start Supplied passage

In a previous post we mentioned Cecilia Vicuña's quipus: Andean recording and numbering devices used to keep accounts or record events, quipus consist of knotted strings made of cotton and other fibers. For the Chilean artist, activist and poet the quipu is "a poem in space, a way to remember, involving the body and the cosmos at once". Centuries before Vicuña, the mysterious Neapolitan alchemist Raimondo di Sangro, Prince of Sansevero, was spellbound by quipus.
In 1751, Raimondo di Sangro, printed on his private press the "Lettera Apologetica" (also known as "Letter in Defence of the Academician Esercitato of the Crusca containing his Defence of the book entitled Letters of a Peruvian woman concerning the hypothesis regarding the Quipu addressed to the Duchess of S**** and published by the same"), a rather bizarre yet colourful esoteric text inspired by quipus.
The "Lettera Apologetica" was a complete novelty for those times as it was printed in different colours, but it also contained some rather radical messages. In the "Apologetica" the prince of Sansevero - moving from the publication of the Lettres d’une péruvienne (1747) by Françoise de Graffigny, an exotic epistolary novel whose main character, according to the writer, had used the quipu for some of her missives - defended this ancient communication system.

end Supplied passage
start Data

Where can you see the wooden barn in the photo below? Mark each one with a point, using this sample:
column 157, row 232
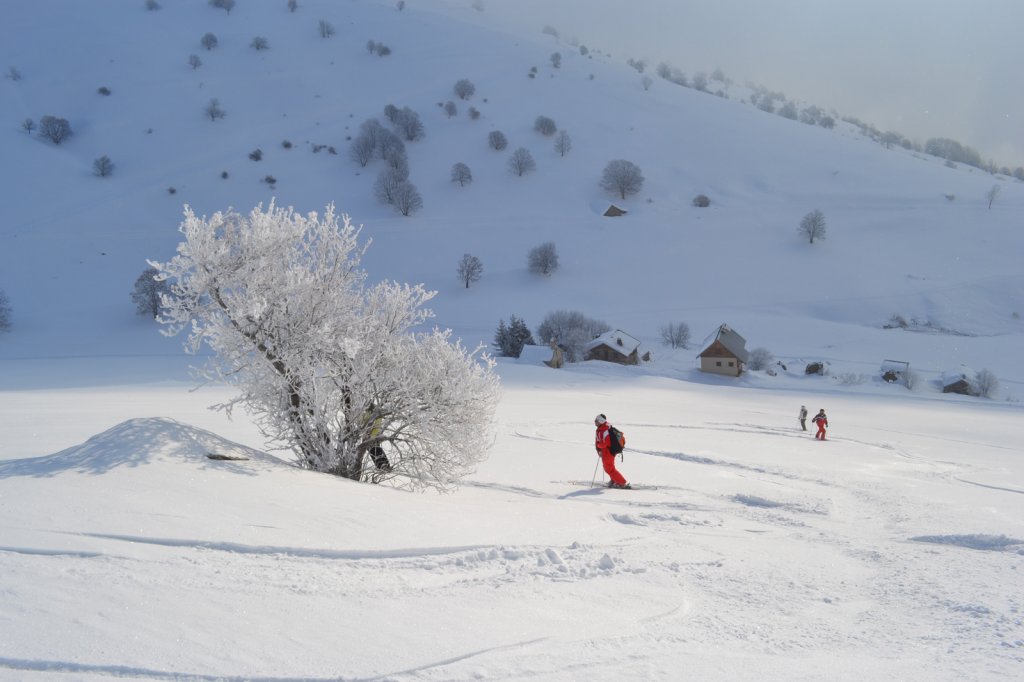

end Data

• **What the task requires**: Copy out the passage above about quipus and Raimondo di Sangro word for word, from its first sentence to its last.

• **Right answer**:
In a previous post we mentioned Cecilia Vicuña's quipus: Andean recording and numbering devices used to keep accounts or record events, quipus consist of knotted strings made of cotton and other fibers. For the Chilean artist, activist and poet the quipu is "a poem in space, a way to remember, involving the body and the cosmos at once". Centuries before Vicuña, the mysterious Neapolitan alchemist Raimondo di Sangro, Prince of Sansevero, was spellbound by quipus.
In 1751, Raimondo di Sangro, printed on his private press the "Lettera Apologetica" (also known as "Letter in Defence of the Academician Esercitato of the Crusca containing his Defence of the book entitled Letters of a Peruvian woman concerning the hypothesis regarding the Quipu addressed to the Duchess of S**** and published by the same"), a rather bizarre yet colourful esoteric text inspired by quipus.
The "Lettera Apologetica" was a complete novelty for those times as it was printed in different colours, but it also contained some rather radical messages. In the "Apologetica" the prince of Sansevero - moving from the publication of the Lettres d’une péruvienne (1747) by Françoise de Graffigny, an exotic epistolary novel whose main character, according to the writer, had used the quipu for some of her missives - defended this ancient communication system.